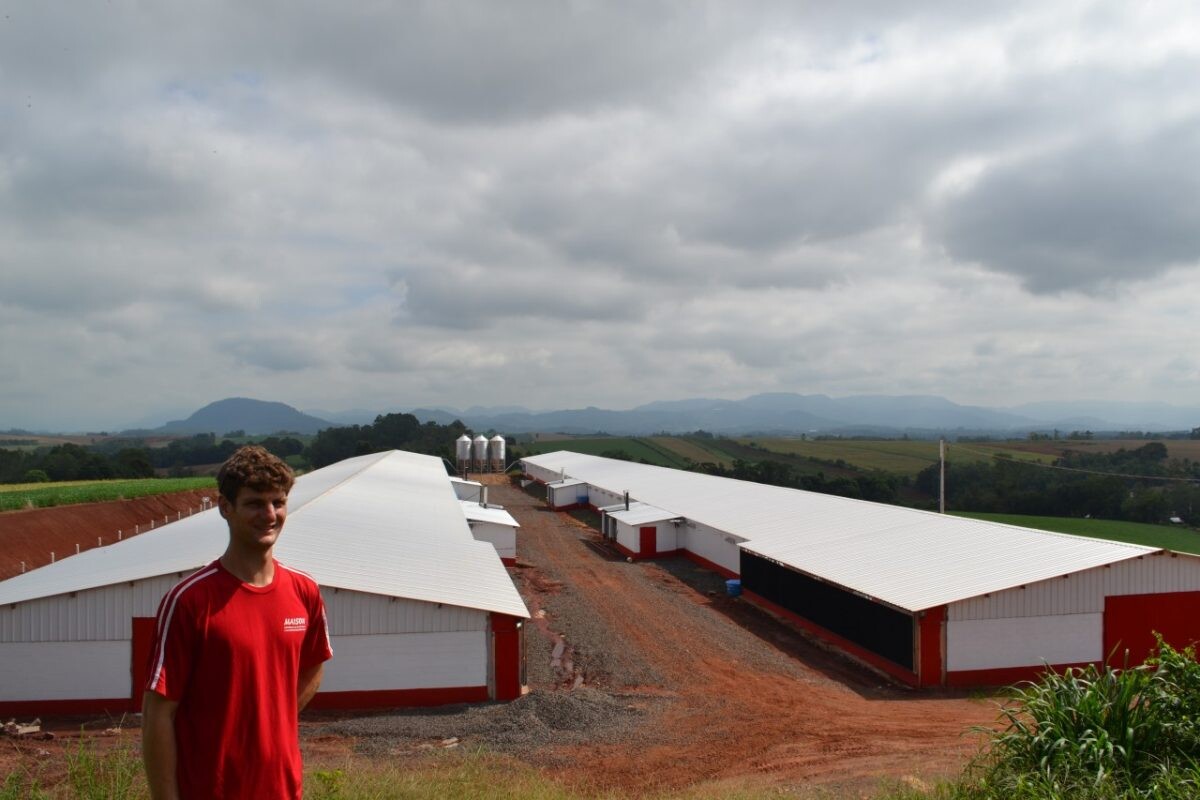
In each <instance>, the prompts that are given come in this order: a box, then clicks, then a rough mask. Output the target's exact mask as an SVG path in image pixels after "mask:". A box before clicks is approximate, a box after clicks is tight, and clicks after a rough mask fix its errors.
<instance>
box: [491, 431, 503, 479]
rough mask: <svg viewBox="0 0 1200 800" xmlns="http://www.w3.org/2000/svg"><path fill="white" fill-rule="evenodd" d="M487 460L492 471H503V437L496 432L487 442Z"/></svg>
mask: <svg viewBox="0 0 1200 800" xmlns="http://www.w3.org/2000/svg"><path fill="white" fill-rule="evenodd" d="M487 461H488V462H491V470H492V471H493V473H503V471H504V437H502V435H500V434H498V433H497V434H496V435H494V437H492V439H491V441H488V443H487Z"/></svg>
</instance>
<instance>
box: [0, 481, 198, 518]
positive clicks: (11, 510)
mask: <svg viewBox="0 0 1200 800" xmlns="http://www.w3.org/2000/svg"><path fill="white" fill-rule="evenodd" d="M215 487H216V481H214V480H212V479H211V477H166V479H164V477H146V479H139V480H128V481H62V482H60V483H7V485H0V511H16V510H18V509H30V507H32V509H46V507H49V506H59V505H71V504H74V503H106V501H108V500H128V499H132V498H143V497H148V495H151V494H167V493H169V492H186V491H187V489H210V488H215Z"/></svg>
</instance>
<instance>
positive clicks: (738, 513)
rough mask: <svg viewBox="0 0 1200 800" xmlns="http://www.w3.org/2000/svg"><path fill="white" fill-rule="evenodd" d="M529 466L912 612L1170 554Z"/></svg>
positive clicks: (955, 522)
mask: <svg viewBox="0 0 1200 800" xmlns="http://www.w3.org/2000/svg"><path fill="white" fill-rule="evenodd" d="M522 461H524V462H528V463H530V464H534V465H536V467H540V468H544V469H550V470H553V471H556V473H559V471H562V470H565V473H566V475H569V476H571V477H574V479H577V480H582V481H586V482H587V483H590V485H593V486H596V487H599V488H602V489H605V491H608V492H613V493H617V494H619V493H622V492H625V491H628V492H629V493H630V494H631V497H636V498H637V499H638V500H640V501H643V503H648V504H653V505H655V506H659V507H661V509H670V510H672V511H673V512H674V516H680V517H686V518H688V519H690V521H694V522H697V523H701V524H704V525H708V527H712V528H715V529H718V530H721V531H724V533H727V534H733V535H736V536H739V537H744V539H746V540H748V541H745V542H743V543H742V545H740V547H742V548H743V549H745V551H749V552H751V553H756V554H758V555H762V557H764V558H768V559H772V560H775V561H779V563H780V564H784V565H787V566H790V567H793V569H796V570H800V571H803V572H806V573H809V575H812V576H815V577H817V578H821V579H823V581H828V582H830V583H836V584H839V585H841V587H845V588H847V589H850V590H852V591H857V593H859V594H863V595H866V596H869V597H872V599H875V600H878V601H881V602H884V603H888V604H892V606H895V607H898V608H902V609H905V610H910V612H916V610H922V609H925V608H934V607H937V606H942V604H946V603H950V602H955V601H959V600H966V599H968V597H977V596H979V595H984V594H988V593H992V591H1000V590H1002V589H1010V588H1013V587H1020V585H1026V584H1031V583H1036V582H1038V581H1045V579H1048V578H1055V577H1060V576H1063V575H1069V573H1072V572H1079V571H1082V570H1088V569H1092V567H1097V566H1103V565H1105V564H1116V563H1118V561H1124V560H1128V559H1133V558H1139V557H1142V555H1146V554H1148V553H1156V552H1158V548H1153V547H1141V546H1138V545H1126V543H1123V542H1111V541H1106V540H1099V539H1088V537H1085V536H1073V535H1068V534H1054V533H1049V531H1043V530H1033V529H1030V528H1019V527H1016V525H1006V524H1001V523H994V522H984V521H980V519H967V518H964V517H954V516H946V515H938V513H934V512H930V511H919V510H916V509H906V507H902V506H893V505H884V504H880V503H869V501H866V500H852V499H848V498H840V497H835V495H832V494H818V493H815V492H804V491H800V489H790V488H782V487H778V486H766V485H763V483H751V482H749V481H738V480H733V479H728V477H718V476H714V475H703V474H700V473H686V471H683V470H676V469H668V468H665V467H652V465H648V464H636V463H632V462H624V461H614V459H610V458H601V457H599V456H587V455H582V453H572V452H564V451H559V452H553V453H544V455H539V456H529V457H526V458H523V459H522Z"/></svg>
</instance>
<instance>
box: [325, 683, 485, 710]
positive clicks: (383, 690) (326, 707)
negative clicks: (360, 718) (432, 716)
mask: <svg viewBox="0 0 1200 800" xmlns="http://www.w3.org/2000/svg"><path fill="white" fill-rule="evenodd" d="M486 700H487V687H486V686H457V687H451V688H394V690H379V691H371V692H318V693H317V696H316V697H314V698H312V703H310V704H308V708H311V709H390V708H395V709H400V708H414V706H428V705H451V704H455V703H484V702H486Z"/></svg>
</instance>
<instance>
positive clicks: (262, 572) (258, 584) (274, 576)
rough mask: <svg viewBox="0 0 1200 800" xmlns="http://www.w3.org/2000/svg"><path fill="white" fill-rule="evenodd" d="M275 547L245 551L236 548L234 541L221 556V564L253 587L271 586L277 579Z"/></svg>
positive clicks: (226, 549)
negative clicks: (276, 573)
mask: <svg viewBox="0 0 1200 800" xmlns="http://www.w3.org/2000/svg"><path fill="white" fill-rule="evenodd" d="M274 549H275V548H274V547H269V548H266V549H265V551H252V552H245V551H241V549H236V548H234V546H233V543H230V545H229V547H227V548H226V552H224V554H223V555H222V557H221V566H223V567H224V569H226V570H228V571H229V573H230V575H232V576H233V577H235V578H238V579H239V581H241V582H242V583H248V584H250V585H252V587H269V585H270V584H271V581H274V579H275V559H274V557H272V553H274Z"/></svg>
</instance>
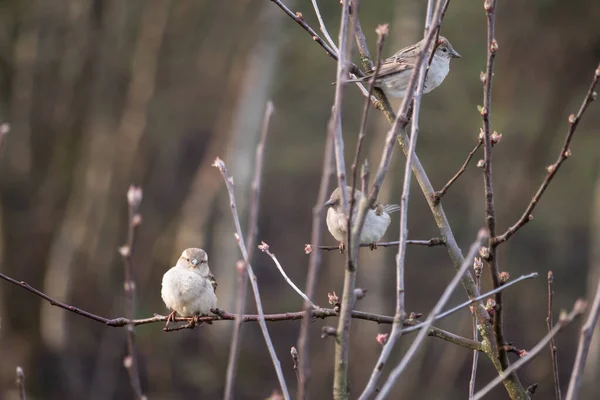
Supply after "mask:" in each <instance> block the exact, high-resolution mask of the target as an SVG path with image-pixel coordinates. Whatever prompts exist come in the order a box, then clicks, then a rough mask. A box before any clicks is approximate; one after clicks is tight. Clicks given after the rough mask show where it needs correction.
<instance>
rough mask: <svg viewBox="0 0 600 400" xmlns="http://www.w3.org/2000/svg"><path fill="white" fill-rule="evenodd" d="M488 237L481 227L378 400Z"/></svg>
mask: <svg viewBox="0 0 600 400" xmlns="http://www.w3.org/2000/svg"><path fill="white" fill-rule="evenodd" d="M488 238H489V236H488V232H487V231H486V230H485V229H481V230H480V231H479V233H478V234H477V238H476V239H475V242H473V244H472V245H471V248H470V249H469V253H468V254H467V256H466V257H465V259H464V261H463V264H462V265H461V267H460V268H459V270H458V271H457V272H456V274H455V275H454V278H452V281H451V282H450V283H449V284H448V286H447V287H446V289H445V290H444V293H443V294H442V296H441V297H440V299H439V300H438V301H437V303H436V304H435V306H434V307H433V309H432V310H431V312H430V313H429V316H428V317H427V320H426V321H425V323H424V324H423V328H422V329H421V330H420V331H419V334H418V335H417V337H416V338H415V340H414V341H413V343H412V344H411V346H410V347H409V349H408V350H407V351H406V353H405V354H404V357H402V360H400V363H399V364H398V365H397V366H396V368H394V369H393V370H392V372H390V375H389V377H388V379H387V381H386V382H385V383H384V384H383V386H382V387H381V390H380V391H379V393H378V395H377V397H376V400H381V399H384V398H385V397H386V396H387V395H388V394H389V391H390V390H391V389H392V386H393V385H394V383H395V382H396V381H397V380H398V378H399V377H400V374H401V373H402V372H403V371H404V369H405V368H406V366H407V365H408V363H409V362H410V361H411V359H412V358H413V357H414V355H415V354H416V352H417V350H418V349H419V347H420V346H421V343H423V340H424V339H425V337H426V336H427V334H428V331H429V328H430V327H431V325H432V324H433V321H434V320H435V317H436V316H437V315H438V314H439V313H440V311H441V310H442V308H443V307H444V305H445V304H446V302H447V301H448V300H449V299H450V296H451V295H452V293H453V292H454V289H455V288H456V286H458V284H459V283H460V281H461V278H462V276H463V275H464V274H465V272H467V270H468V269H469V266H471V262H472V260H473V259H474V258H475V255H476V254H477V251H478V250H479V249H480V247H481V245H482V243H483V242H484V241H485V240H486V239H488ZM395 323H396V322H394V324H395ZM363 395H364V393H363ZM361 397H362V396H361Z"/></svg>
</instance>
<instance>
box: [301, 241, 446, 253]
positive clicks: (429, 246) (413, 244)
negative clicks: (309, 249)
mask: <svg viewBox="0 0 600 400" xmlns="http://www.w3.org/2000/svg"><path fill="white" fill-rule="evenodd" d="M398 243H400V241H398V240H396V241H394V242H377V243H375V245H376V247H392V246H398ZM406 244H411V245H417V246H427V247H434V246H444V240H443V239H441V238H432V239H429V240H407V241H406ZM305 246H310V247H305V249H307V248H309V249H310V250H311V251H312V250H314V249H318V250H326V251H331V250H339V249H340V246H315V245H313V244H308V245H305ZM360 247H371V244H361V245H360Z"/></svg>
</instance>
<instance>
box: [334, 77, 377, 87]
mask: <svg viewBox="0 0 600 400" xmlns="http://www.w3.org/2000/svg"><path fill="white" fill-rule="evenodd" d="M369 79H371V75H368V76H363V77H360V78H355V79H348V80H346V81H344V82H347V83H356V82H368V81H369ZM331 84H332V85H335V84H336V82H331Z"/></svg>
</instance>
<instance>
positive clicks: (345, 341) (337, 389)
mask: <svg viewBox="0 0 600 400" xmlns="http://www.w3.org/2000/svg"><path fill="white" fill-rule="evenodd" d="M349 22H350V1H349V0H343V2H342V16H341V22H340V34H339V51H338V65H337V77H336V86H335V98H334V104H333V109H332V113H331V119H330V121H329V127H328V130H329V135H330V136H333V138H334V141H333V142H334V153H335V163H336V170H337V181H338V187H339V188H340V194H341V195H342V197H341V199H342V206H343V210H344V214H345V215H346V217H347V218H348V219H351V215H350V214H348V211H349V210H348V193H347V192H346V165H345V162H344V138H343V136H342V119H341V118H342V94H343V87H344V85H343V83H344V80H345V79H346V77H347V76H348V73H347V65H346V64H347V50H348V45H349V44H350V46H351V45H352V43H351V42H350V43H348V25H349ZM350 236H351V232H350V231H349V232H348V243H347V245H348V246H347V247H348V251H347V252H346V269H345V272H344V290H343V295H342V302H341V309H340V319H339V321H338V329H337V340H336V342H335V361H334V377H333V398H334V399H336V400H339V399H347V398H348V353H349V342H350V322H351V320H352V318H351V314H352V307H353V306H354V286H355V281H356V259H355V258H354V259H353V257H352V253H353V250H352V244H351V242H350ZM355 247H356V249H358V246H356V245H355Z"/></svg>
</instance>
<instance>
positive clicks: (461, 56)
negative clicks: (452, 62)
mask: <svg viewBox="0 0 600 400" xmlns="http://www.w3.org/2000/svg"><path fill="white" fill-rule="evenodd" d="M450 57H453V58H462V56H461V55H460V54H458V52H457V51H456V50H454V49H450Z"/></svg>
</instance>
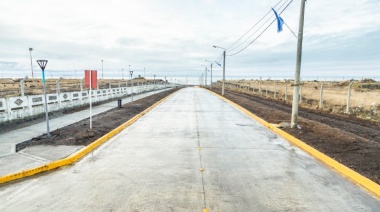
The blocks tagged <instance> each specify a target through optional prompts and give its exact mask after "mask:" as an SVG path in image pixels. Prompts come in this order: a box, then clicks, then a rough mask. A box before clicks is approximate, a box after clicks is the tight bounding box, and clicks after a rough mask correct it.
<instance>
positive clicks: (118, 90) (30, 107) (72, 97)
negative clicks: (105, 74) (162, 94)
mask: <svg viewBox="0 0 380 212" xmlns="http://www.w3.org/2000/svg"><path fill="white" fill-rule="evenodd" d="M169 86H170V85H162V84H156V85H140V86H133V93H134V94H138V93H142V92H147V91H152V90H153V89H154V90H159V89H163V88H165V87H169ZM89 93H90V91H77V92H67V93H56V94H47V95H46V98H47V103H48V111H49V112H52V111H57V110H61V109H68V108H73V107H76V106H81V105H84V104H88V103H89V102H90V98H89V95H90V94H89ZM130 94H132V88H131V87H119V88H109V89H100V90H92V102H100V101H106V100H109V99H113V98H118V97H122V96H126V95H130ZM42 113H45V100H44V95H30V96H16V97H8V98H0V123H2V122H6V121H11V120H15V119H22V118H26V117H30V116H34V115H38V114H42Z"/></svg>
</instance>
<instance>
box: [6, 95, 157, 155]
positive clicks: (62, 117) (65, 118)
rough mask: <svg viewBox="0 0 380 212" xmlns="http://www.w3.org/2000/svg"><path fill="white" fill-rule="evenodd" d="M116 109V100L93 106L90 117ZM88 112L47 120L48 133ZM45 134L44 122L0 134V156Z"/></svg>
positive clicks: (58, 117)
mask: <svg viewBox="0 0 380 212" xmlns="http://www.w3.org/2000/svg"><path fill="white" fill-rule="evenodd" d="M161 91H163V90H160V91H151V92H147V93H143V94H134V100H138V99H141V98H144V97H147V96H150V95H152V94H154V93H157V92H161ZM130 101H131V96H128V97H125V98H122V103H123V104H125V103H127V102H130ZM115 107H117V100H116V99H115V101H112V102H109V103H105V104H101V105H98V106H94V107H93V108H92V115H97V114H99V113H103V112H105V111H107V110H110V109H112V108H115ZM89 114H90V112H89V110H82V111H78V112H75V113H71V114H68V115H65V116H61V117H57V118H55V119H51V120H49V126H50V131H54V130H56V129H58V128H62V127H65V126H67V125H70V124H72V123H75V122H78V121H81V120H83V119H86V118H88V117H89ZM44 133H46V122H41V123H39V124H35V125H31V126H28V127H24V128H21V129H17V130H13V131H10V132H7V133H3V134H0V156H3V155H7V154H10V153H14V152H15V151H16V150H15V145H16V144H18V143H21V142H24V141H27V140H29V139H31V138H33V137H37V136H40V135H42V134H44Z"/></svg>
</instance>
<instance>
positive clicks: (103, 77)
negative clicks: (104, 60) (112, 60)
mask: <svg viewBox="0 0 380 212" xmlns="http://www.w3.org/2000/svg"><path fill="white" fill-rule="evenodd" d="M102 79H104V76H103V60H102Z"/></svg>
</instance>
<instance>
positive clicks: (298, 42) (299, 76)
mask: <svg viewBox="0 0 380 212" xmlns="http://www.w3.org/2000/svg"><path fill="white" fill-rule="evenodd" d="M305 2H306V0H301V8H300V19H299V27H298V42H297V61H296V71H295V76H294V90H293V102H292V117H291V122H290V127H291V128H298V126H297V124H298V104H299V90H300V84H301V83H300V75H301V58H302V41H303V25H304V18H305Z"/></svg>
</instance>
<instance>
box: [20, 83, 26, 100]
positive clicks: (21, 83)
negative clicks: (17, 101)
mask: <svg viewBox="0 0 380 212" xmlns="http://www.w3.org/2000/svg"><path fill="white" fill-rule="evenodd" d="M20 86H21V96H25V79H22V80H20Z"/></svg>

--- --- ---

Please find every line in the data above that contains the word "negative" and copy each one in full. Match case exactly.

• Written answer:
negative clicks: (360, 718) (432, 716)
negative clicks: (276, 573)
negative clicks: (309, 249)
negative clicks: (452, 62)
negative clicks: (105, 74) (162, 94)
negative clicks: (104, 60) (112, 60)
negative clicks: (17, 101)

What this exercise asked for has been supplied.